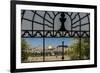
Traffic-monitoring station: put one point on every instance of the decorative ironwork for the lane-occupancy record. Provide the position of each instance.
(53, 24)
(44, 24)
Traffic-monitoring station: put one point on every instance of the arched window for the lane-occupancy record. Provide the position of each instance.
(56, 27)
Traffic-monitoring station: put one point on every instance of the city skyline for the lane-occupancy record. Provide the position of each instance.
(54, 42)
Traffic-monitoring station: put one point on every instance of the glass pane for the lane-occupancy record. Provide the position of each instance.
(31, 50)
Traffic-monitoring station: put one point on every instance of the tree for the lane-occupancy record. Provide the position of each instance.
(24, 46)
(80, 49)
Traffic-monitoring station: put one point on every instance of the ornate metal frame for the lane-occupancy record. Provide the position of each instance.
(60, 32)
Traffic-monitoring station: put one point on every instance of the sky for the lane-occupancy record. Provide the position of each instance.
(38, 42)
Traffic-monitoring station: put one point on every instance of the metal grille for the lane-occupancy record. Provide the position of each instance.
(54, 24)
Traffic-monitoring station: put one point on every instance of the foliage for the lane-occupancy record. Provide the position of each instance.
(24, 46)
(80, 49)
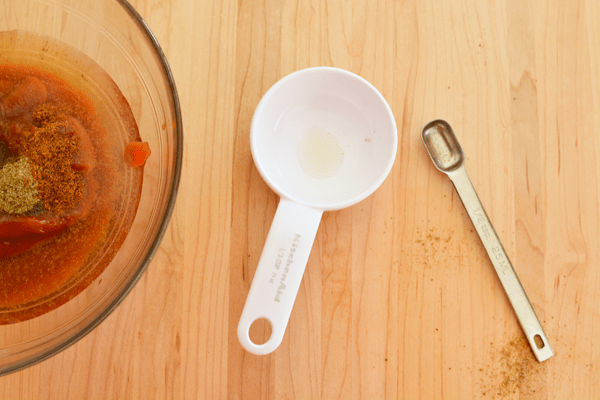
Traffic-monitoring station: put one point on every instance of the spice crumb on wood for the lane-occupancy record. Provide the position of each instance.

##############################

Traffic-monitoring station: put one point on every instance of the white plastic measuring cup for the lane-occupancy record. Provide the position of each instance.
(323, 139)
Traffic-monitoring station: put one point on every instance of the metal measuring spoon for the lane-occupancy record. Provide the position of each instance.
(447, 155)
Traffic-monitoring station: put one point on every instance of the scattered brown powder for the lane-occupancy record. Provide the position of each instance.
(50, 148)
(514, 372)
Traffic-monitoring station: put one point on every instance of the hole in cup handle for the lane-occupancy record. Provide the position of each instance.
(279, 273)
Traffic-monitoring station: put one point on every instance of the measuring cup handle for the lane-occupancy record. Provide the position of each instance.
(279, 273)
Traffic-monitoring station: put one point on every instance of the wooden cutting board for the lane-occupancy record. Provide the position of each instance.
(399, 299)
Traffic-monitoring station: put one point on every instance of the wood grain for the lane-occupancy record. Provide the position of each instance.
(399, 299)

##############################

Can you repeat the lines from the line with "of the glass" up to and including the line with "of the spice", putting "corridor-flow record" wherever "lane-occupancy record" appears and changing nothing else? Leave the pictures out of your answer.

Traffic-monitoring station: put one point on every instance of the glass pane for the corridor-flow record. Provide the position of each instance.
(31, 50)
Traffic-monitoring station: put one point on every instance of the tree for the corridor-flow record. Provide the position of each instance.
(24, 46)
(80, 49)
Traffic-monitoring station: put one point on every instance of the ornate metal frame for the corridor-flow record. Provide the position of each instance.
(60, 32)
Traffic-monitoring station: put one point on every instance of the sky for the corridor-flow record. Provide the position of each instance.
(38, 42)
Traffic-monitoring station: put one point on every instance of the metal grille for the corridor-flow record. Provide the position of each instance.
(54, 24)
Traffic-monitoring station: put one point on every instance of the foliage for the corridor-flow record. Provide the position of each instance.
(24, 46)
(80, 49)
Traffic-monitoring station: put one point on every instance of the spice crumb on wood for the corridor-flow record. Provide the position of each instance.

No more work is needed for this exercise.